Золотошвейка
В 1885 году в бедной московской семье родилась младшая дочь Ольга. Зимой пятерым девочкам не в чем было выйти на улицу. Повзрослев, сёстры восхищали всех красотой и музыкальностью. Старшая сестра с шестнадцати лет начала выступать с романсами в кафешантане Нескучного сада. Когда младшие девочки подрастали, они тоже выходили на подмостки кафешантана. Конечно, их нельзя сравнить с такими этуалями русской эстрады, как Анастасия Вяльцева или Надежда Плевицкая, но душевное исполнение сёстрами романсов «Я ехала домой», «Чайка», «Пара гнедых» пользовалось успехом и даже вызывало слёзы у зрителей: от офицеров, купцов, дворян до студентов и профессоров.
Вот как описывал разъезд публики московский наблюдатель в 1902 году: «Подошла к концу весёлая ночь в кафешантане, и начался разъезд из весёлого сада. У выхода весь бомонд, вся аристократия. Веет Парижем от волшебных шляпок, накидок, манто, и в непривычной ночной тишине можно расслышать изящный шёпот французской речи. Сад погружается во мрак... Серебряные колпаки электрических фонарей потухли. С минуту они освещаются красноватым блеском шипящего и накалённого уголька, и затем сразу покрываются мертвенной бледностью. Стихли звуки музыки, улёгся гул голосов, и только из отдалённого кабинета доносятся голоса цыган, да хриплые возгласы запоздавших „гостей“. Солнце уже позолотило верхушки берёз, а с Москвы-реки дует слабый ветерок, играя в листьях и кружевных накидках дам».

=== Записи ===

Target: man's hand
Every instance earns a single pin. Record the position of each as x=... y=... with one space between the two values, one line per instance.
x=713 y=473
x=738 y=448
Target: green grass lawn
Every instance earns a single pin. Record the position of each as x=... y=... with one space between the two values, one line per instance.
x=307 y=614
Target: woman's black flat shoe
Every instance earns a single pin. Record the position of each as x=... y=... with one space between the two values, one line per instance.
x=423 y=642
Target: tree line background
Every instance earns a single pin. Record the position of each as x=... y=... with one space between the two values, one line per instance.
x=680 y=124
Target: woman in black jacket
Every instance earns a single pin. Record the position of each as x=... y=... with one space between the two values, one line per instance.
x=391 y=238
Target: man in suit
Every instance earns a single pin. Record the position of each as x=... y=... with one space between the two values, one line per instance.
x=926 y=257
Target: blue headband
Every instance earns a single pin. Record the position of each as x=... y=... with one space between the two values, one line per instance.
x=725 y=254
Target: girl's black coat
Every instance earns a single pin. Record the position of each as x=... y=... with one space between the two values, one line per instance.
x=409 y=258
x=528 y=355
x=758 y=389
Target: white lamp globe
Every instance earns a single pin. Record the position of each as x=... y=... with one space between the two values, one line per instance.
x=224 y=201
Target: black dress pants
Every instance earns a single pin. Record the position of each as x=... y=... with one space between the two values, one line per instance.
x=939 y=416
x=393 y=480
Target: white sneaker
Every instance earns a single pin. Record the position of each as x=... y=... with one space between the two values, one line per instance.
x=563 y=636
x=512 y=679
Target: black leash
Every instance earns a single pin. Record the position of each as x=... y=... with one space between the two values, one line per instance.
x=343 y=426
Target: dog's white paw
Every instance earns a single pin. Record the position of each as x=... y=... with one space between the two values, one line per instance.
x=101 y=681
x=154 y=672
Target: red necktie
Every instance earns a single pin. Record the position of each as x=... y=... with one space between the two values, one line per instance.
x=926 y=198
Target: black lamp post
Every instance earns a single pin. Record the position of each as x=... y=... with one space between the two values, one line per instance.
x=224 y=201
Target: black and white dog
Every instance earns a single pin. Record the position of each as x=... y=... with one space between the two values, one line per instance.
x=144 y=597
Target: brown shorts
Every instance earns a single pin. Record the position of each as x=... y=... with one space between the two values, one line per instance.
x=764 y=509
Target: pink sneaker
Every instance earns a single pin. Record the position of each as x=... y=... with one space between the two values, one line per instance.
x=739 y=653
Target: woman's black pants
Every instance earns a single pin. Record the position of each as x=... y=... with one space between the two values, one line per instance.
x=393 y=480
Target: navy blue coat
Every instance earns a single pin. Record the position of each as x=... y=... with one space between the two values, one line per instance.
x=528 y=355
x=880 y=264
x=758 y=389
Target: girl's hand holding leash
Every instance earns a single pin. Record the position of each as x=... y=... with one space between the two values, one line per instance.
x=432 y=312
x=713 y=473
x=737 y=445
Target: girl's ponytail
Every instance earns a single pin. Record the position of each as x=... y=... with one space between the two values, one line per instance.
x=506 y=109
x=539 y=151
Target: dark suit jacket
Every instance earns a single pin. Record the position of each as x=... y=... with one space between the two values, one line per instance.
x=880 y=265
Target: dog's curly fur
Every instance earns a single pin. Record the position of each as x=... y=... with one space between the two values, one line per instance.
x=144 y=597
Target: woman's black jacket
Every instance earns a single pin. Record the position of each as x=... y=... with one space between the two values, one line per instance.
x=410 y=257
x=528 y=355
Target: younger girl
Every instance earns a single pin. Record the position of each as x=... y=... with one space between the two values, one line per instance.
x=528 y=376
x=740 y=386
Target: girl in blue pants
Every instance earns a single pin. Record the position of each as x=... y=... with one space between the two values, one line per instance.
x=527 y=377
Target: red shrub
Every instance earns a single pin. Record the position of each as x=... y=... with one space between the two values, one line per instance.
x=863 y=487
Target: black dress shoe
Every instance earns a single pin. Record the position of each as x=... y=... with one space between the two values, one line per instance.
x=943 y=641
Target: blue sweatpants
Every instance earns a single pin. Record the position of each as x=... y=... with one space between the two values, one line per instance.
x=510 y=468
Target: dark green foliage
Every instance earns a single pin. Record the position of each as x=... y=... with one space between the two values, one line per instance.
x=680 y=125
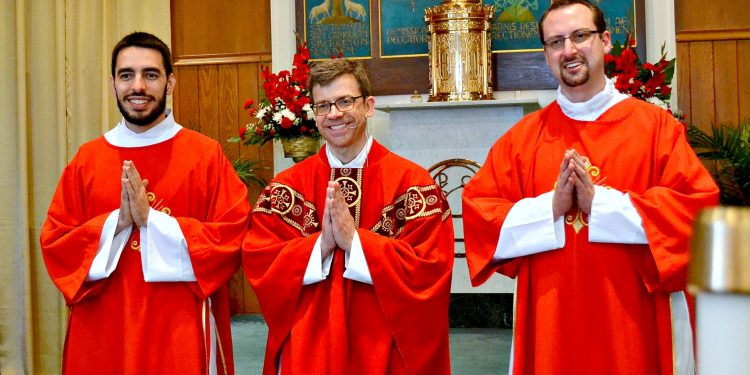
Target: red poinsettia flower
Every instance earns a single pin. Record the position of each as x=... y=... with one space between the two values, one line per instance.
x=283 y=92
x=640 y=80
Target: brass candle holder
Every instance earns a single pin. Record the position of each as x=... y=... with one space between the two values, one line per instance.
x=459 y=50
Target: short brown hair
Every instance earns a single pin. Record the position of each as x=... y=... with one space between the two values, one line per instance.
x=597 y=14
x=325 y=72
x=143 y=40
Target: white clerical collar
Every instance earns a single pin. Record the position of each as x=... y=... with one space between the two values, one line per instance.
x=121 y=136
x=358 y=161
x=591 y=109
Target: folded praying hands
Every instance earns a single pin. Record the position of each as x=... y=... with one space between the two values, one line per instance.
x=573 y=185
x=134 y=207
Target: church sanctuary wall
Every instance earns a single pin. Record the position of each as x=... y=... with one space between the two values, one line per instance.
x=713 y=47
x=219 y=48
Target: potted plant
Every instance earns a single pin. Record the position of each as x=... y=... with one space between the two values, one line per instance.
x=284 y=111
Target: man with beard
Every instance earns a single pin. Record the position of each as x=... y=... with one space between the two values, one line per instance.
x=143 y=233
x=589 y=203
x=351 y=250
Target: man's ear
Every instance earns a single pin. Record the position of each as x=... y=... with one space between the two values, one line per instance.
x=369 y=106
x=112 y=86
x=171 y=82
x=607 y=40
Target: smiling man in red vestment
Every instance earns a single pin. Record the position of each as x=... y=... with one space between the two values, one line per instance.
x=589 y=203
x=350 y=251
x=143 y=233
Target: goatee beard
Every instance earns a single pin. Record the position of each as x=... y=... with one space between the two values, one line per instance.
x=148 y=119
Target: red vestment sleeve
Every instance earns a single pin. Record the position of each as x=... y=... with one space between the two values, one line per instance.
x=274 y=259
x=214 y=242
x=67 y=228
x=668 y=209
x=486 y=200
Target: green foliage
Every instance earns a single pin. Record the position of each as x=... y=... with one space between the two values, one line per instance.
x=728 y=147
x=248 y=171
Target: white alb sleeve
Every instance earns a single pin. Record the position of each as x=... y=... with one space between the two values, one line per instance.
x=614 y=219
x=164 y=253
x=317 y=268
x=356 y=264
x=529 y=228
x=110 y=248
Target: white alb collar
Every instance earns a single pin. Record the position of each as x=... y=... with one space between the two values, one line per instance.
x=591 y=109
x=121 y=136
x=357 y=162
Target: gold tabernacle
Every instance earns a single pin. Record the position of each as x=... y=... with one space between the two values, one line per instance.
x=459 y=50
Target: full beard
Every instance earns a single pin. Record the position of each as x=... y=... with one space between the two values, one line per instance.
x=144 y=118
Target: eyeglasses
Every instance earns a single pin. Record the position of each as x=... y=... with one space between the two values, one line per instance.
x=577 y=37
x=343 y=104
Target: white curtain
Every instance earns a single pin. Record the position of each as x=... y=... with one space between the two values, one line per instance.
x=54 y=64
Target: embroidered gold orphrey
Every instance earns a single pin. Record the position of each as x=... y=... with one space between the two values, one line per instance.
x=291 y=206
x=579 y=219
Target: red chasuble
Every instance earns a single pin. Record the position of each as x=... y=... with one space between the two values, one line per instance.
x=397 y=325
x=122 y=324
x=592 y=308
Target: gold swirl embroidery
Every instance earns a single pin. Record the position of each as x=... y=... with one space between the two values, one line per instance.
x=577 y=222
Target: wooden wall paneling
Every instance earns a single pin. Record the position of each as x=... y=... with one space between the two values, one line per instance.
x=237 y=27
x=702 y=91
x=186 y=107
x=209 y=100
x=743 y=79
x=683 y=80
x=697 y=15
x=725 y=76
x=228 y=100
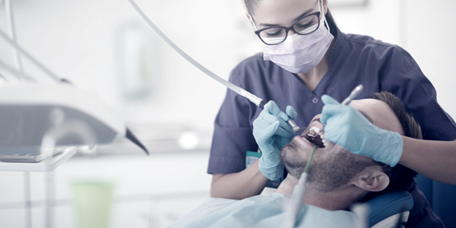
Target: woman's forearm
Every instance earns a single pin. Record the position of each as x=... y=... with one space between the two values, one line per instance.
x=433 y=159
x=246 y=183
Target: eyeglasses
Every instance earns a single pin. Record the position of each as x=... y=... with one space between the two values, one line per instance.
x=278 y=34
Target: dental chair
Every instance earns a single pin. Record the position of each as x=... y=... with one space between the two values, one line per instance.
x=442 y=198
x=385 y=210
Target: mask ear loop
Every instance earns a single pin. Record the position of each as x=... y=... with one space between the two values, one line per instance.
x=324 y=16
x=253 y=22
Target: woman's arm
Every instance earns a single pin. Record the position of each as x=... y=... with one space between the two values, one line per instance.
x=246 y=183
x=433 y=159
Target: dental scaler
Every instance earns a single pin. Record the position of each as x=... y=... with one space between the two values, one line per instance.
x=299 y=190
x=254 y=99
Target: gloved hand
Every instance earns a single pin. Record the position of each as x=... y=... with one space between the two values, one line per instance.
x=347 y=127
x=272 y=132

=== Задание ===
Какие романсы из репертуара сестёр названы в тексте «Золотошвейка»? Перечислите все.

=== Итоговый ответ ===
«Я ехала домой», «Чайка», «Пара гнедых»